====== PASSAGE TO READ ======

News about the disaster were internationally reported. The government of Yugoslavia declared three days of national mourning and promised state help for the children who lost parents and families who lost breadwinners. The State Insurance Institution announced that all passengers were insured and that for each dead they will pay 50,000 dinars and for survived but left with full disability, 100,000 dinars.

The only two daily newspapers in Belgrade at the time, Politika and Borba, reported on the disaster but did not publish the news on their front pages, likely because the disaster coincided with the tenth anniversary of the establishment of the Yugoslav Navy. Nevertheless, the country's Communist government suppressed the news about the accident as much as possible, as the setbacks and failures were to be overlooked in general. Politika in its 10 September issue had a statement from captain Nobilo, while on 12 September, it published statements from the witnesses. Borba, in its 11 September issue, gave a detailed timetable of what happened after the sinking and the salvage mission which ensued. Over the next several days, reports of the accident were mixed with the "successes": lighting up of the coke furnaces in Lukavac, Bosnia and Herzegovina, establishing of the regular traffic on the Belgrade-Zagreb highway and even the "great philatelist exhibition in Belgrade".

As a result of such policy ("dictatorship of optimism"), the event initially spawned numerous conspiracy theories, but was ultimately largely forgotten. As of 2018, there is no memorial of any kind marking the event. Also, it didn't find its place in the art, except for the fictional 2014 novel Shipwreck (Brodolom) by Vlada Arsić.

Immediately after the accident, the stories began circulating through the city about what happened. The accent was especially on the weird circumstances of the storm, which above the land wasn't nearly as strong as it was above the rivers, either in Belgrade or Zemun. Enhanced by gossiping, it appeared that the "heavenly forces" struck only "the Niš and its passengers" and several urban myths about the fates of the passengers developed.

====== DATA RECORDS ======

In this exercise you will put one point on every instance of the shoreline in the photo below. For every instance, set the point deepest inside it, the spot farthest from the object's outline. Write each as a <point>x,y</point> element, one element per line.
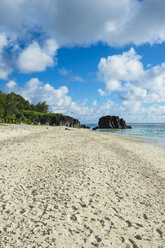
<point>75,188</point>
<point>143,140</point>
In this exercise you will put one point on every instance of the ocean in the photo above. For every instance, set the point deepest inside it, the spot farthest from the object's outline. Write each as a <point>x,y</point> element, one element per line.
<point>153,133</point>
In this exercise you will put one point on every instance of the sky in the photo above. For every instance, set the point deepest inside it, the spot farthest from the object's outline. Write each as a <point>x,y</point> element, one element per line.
<point>86,58</point>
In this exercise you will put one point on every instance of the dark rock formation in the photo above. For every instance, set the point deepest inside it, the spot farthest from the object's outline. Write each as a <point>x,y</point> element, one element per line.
<point>111,122</point>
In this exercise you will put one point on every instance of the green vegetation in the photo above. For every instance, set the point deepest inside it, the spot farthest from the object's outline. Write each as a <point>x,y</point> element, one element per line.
<point>15,109</point>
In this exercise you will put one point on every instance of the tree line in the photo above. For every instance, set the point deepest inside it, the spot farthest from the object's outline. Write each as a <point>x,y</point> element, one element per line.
<point>15,109</point>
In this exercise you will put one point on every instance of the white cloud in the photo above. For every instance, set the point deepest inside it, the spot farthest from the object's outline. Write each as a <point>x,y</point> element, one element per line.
<point>63,71</point>
<point>118,68</point>
<point>138,87</point>
<point>11,85</point>
<point>58,99</point>
<point>94,103</point>
<point>35,59</point>
<point>101,92</point>
<point>3,41</point>
<point>78,22</point>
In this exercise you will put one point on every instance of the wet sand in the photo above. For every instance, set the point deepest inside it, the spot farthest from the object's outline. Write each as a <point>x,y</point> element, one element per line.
<point>76,188</point>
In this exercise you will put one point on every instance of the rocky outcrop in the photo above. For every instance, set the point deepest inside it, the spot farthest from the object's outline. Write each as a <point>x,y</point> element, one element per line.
<point>111,122</point>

======

▶ _ASSIGNED TASK 1_
According to the passage on the Niš disaster, how much did the State Insurance Institution say it would pay for each passenger who died?
▶ _ASSIGNED TASK 2_
Extract the part of the passage on the Niš disaster starting at "As a result" and ending at "by Vlada Arsić.".
▶ _ASSIGNED TASK 3_
Continue the passage on the Niš disaster after its last sentence.

▶ _FINAL ANSWER 1_
50,000 dinars

▶ _FINAL ANSWER 2_
As a result of such policy ("dictatorship of optimism"), the event initially spawned numerous conspiracy theories, but was ultimately largely forgotten. As of 2018, there is no memorial of any kind marking the event. Also, it didn't find its place in the art, except for the fictional 2014 novel Shipwreck (Brodolom) by Vlada Arsić.

▶ _FINAL ANSWER 3_
Stories from that period, some of which were published later in the newspapers as witness' statements, include the case of Dragoljub Jovanović from Zemun. He became father that morning and decided to go to Belgrade to buy some presents, but perished in return. Marija Dimitrijević was drowned with her two daughters, while the third survived as Dimitrijević left her with a friend in the Sava port, because the ferry was overcrowded. Ljubiša Petrović, though he couldn't swim, managed to float on the surface holding onto a plank and was rescued. A young mother who left the maternity hospital that morning, was found deep inside the ship clutching baby in her arms. Ana Bajzert, a worker in the "Sutjeska" textile factory, couldn't swim but the waves pushed her ashore alive while her 12-years old daughter drowned. A Yugoslav Air Force major reached the bank swimming with one hand, while holding someone else's child under his other arm believing he is saving his son, while his wife and son drowned inside the ship. One girl managed to swim to the bank and abruptly died at spot.

One of the survivors was a 17-year old Alenka Rančić, later a popular actress. With several other survivors, she participated in the commemoration in 2002, marking the 50th anniversary of the accident. They put flower garlands in the river, at the site of the accident.

== Later developments ==

Niš was repaired after the disaster and renamed Senta. For the next several years, it ferried the Smederevo–Kovin line, across the Danube, east of Belgrade. In the late 1970s, the ship was decommissioned and scrapped at Pančevo's Brodoremont shipyard.

One of the urban legends surrounding the ship itself is that, as of 2010, painted in black and with floats on sides, it still sailed as a passenger ferry, connecting Novi Sad's Štrand beach with Sremska Kamenica, across the Danube.